- Do this
Render every line of the records below as a numbered list, skipping blank lines and omitting the pictures.
▼
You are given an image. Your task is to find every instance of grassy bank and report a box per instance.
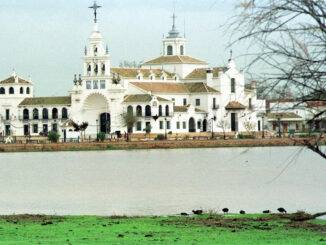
[0,214,326,245]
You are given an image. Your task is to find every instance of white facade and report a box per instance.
[0,7,265,138]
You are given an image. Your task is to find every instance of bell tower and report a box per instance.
[83,1,110,79]
[163,13,186,56]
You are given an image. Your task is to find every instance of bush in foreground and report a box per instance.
[48,131,60,143]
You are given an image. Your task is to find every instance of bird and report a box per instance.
[192,210,203,215]
[277,208,286,214]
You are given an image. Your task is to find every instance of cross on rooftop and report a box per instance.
[89,1,102,23]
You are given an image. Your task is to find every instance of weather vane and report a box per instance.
[89,1,102,23]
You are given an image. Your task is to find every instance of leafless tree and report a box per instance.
[227,0,326,158]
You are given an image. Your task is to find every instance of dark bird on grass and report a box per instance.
[192,210,203,215]
[277,208,286,214]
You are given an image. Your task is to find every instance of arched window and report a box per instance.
[127,105,134,115]
[52,108,58,119]
[165,105,170,117]
[180,45,185,55]
[167,45,173,55]
[231,78,235,93]
[42,108,49,119]
[145,105,152,117]
[136,105,143,117]
[23,109,29,120]
[62,107,68,119]
[33,108,38,120]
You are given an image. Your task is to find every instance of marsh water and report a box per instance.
[0,147,326,215]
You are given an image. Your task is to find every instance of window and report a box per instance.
[100,80,105,89]
[136,122,141,131]
[197,121,201,130]
[145,105,152,117]
[33,108,38,120]
[33,124,38,134]
[166,121,171,129]
[42,108,49,119]
[52,123,58,132]
[231,78,235,93]
[136,105,143,117]
[43,124,48,134]
[127,105,134,115]
[165,105,170,117]
[62,107,68,119]
[52,108,58,119]
[167,45,173,55]
[93,80,98,89]
[23,109,29,120]
[6,109,10,120]
[86,81,92,89]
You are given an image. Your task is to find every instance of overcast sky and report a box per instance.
[0,0,243,96]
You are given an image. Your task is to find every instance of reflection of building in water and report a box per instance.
[0,2,264,137]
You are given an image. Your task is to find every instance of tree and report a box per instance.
[228,0,326,157]
[242,119,257,134]
[121,112,138,141]
[48,131,60,143]
[216,117,230,140]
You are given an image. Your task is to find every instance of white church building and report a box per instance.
[0,3,265,138]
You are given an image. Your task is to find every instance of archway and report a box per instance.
[100,113,111,134]
[189,117,196,133]
[82,93,112,135]
[203,119,207,132]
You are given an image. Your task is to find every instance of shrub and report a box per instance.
[98,132,106,141]
[183,134,189,140]
[238,134,255,139]
[156,134,165,140]
[48,131,60,143]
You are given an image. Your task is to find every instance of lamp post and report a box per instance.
[164,118,168,140]
[262,116,265,139]
[277,118,281,138]
[96,119,98,141]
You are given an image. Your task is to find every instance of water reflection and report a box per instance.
[0,147,326,215]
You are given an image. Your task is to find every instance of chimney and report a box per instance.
[206,68,214,86]
[250,81,257,89]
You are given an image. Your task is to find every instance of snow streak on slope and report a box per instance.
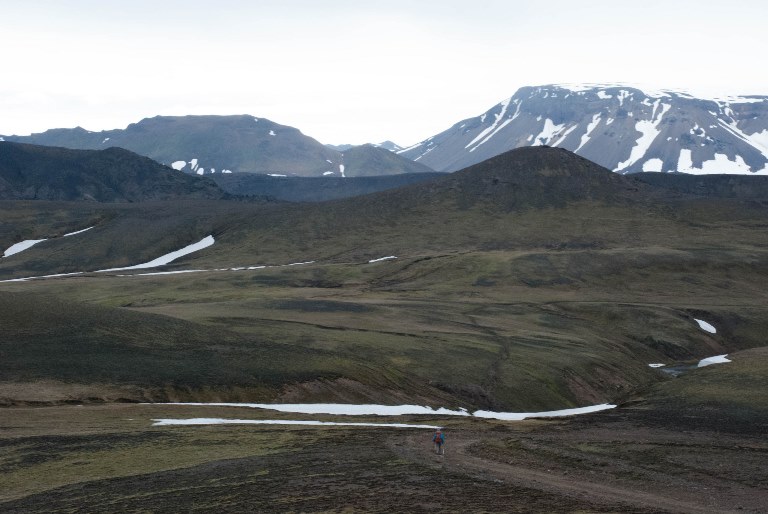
▲
- Task output
1. You are given an image. Your task is to find every instance of grassy bank and report a box per instance.
2. [0,214,326,245]
3. You are given an image. Your task is to find every instance of white facade and report a box per instance.
4. [0,7,265,138]
5. You are given an image. Your task is to find every instance of bell tower and report a box per instance.
6. [83,1,110,79]
7. [163,13,186,56]
8. You are given an image. Your task is to find every instance of bush in foreground and report a box per instance.
9. [48,131,60,143]
10. You are given an image. Your task is to find every instance of bird and report a box per instance.
11. [192,210,203,215]
12. [277,208,286,214]
13. You are given an image. Your task is to find every instance of cross on rooftop and report a box per instance.
14. [89,1,102,23]
15. You are given an image. Your task is to find every instance of weather vane and report a box per instance.
16. [89,1,102,23]
17. You are given an image. Your task is to find every instance of leafless tree and report a box per instance.
18. [227,0,326,158]
19. You are given an image. Your task is to find every instance of dark bird on grass and report a box per instance.
20. [192,210,203,215]
21. [277,208,286,214]
22. You are given an image. Your task is to find every instance of arched window and report a box per instance.
23. [127,105,134,115]
24. [52,108,58,119]
25. [165,105,170,117]
26. [180,45,185,55]
27. [167,45,173,55]
28. [231,78,235,93]
29. [42,108,49,119]
30. [145,105,152,117]
31. [136,105,143,117]
32. [23,109,29,120]
33. [62,107,68,119]
34. [33,108,38,120]
35. You are given an image. Your task is to find every instance of marsh water and report a box per instance.
36. [0,147,326,215]
37. You are given an image. Your task is to find every instance of window and report a box per instance.
38. [100,80,105,89]
39. [136,122,141,131]
40. [197,121,201,130]
41. [145,105,152,117]
42. [33,108,38,120]
43. [33,124,38,134]
44. [166,121,171,129]
45. [42,108,49,119]
46. [52,123,58,132]
47. [231,78,235,93]
48. [136,105,143,117]
49. [43,124,48,134]
50. [127,105,134,115]
51. [165,105,170,117]
52. [62,107,68,119]
53. [52,108,58,119]
54. [167,45,173,55]
55. [93,80,98,89]
56. [23,109,29,120]
57. [6,109,10,120]
58. [86,81,92,89]
59. You are given an image. Your task is to find every instance of overcast sky and report a box per instance.
60. [0,0,243,96]
61. You are given an image. Your task is to find every instance of reflection of building in water and report a box per instance.
62. [0,2,264,137]
63. You are given an image. Your task is to find every instance of tree and report a box per instance.
64. [228,0,326,157]
65. [242,119,257,134]
66. [121,112,138,141]
67. [48,131,60,143]
68. [216,117,230,140]
69. You are given an image. Your task is to find every instance of white church building and report a box per instance.
70. [0,3,265,138]
71. You are given an image. Your task is to find every instance of archway and report a box per instance.
72. [100,113,111,134]
73. [189,117,196,133]
74. [82,93,112,135]
75. [203,119,207,132]
76. You are given an image. Your task is to find every instance of shrub and report a box per instance.
77. [98,132,106,141]
78. [183,134,189,140]
79. [238,134,255,139]
80. [156,134,165,140]
81. [48,131,60,143]
82. You are given an image. Your task is to find every instance of lamp post and report a box per instance.
83. [164,118,168,140]
84. [262,116,265,139]
85. [277,118,281,138]
86. [96,119,98,141]
87. You are given an image. Your task is to find every instance of water reflection and report a box per instance.
88. [0,147,326,215]
89. You are given an image. Your task is to find every instance of chimney and report a box per instance.
90. [206,68,214,86]
91. [250,81,257,89]
92. You are given an image. Your task is to find every instance of snow streak on slope and report a box per instance.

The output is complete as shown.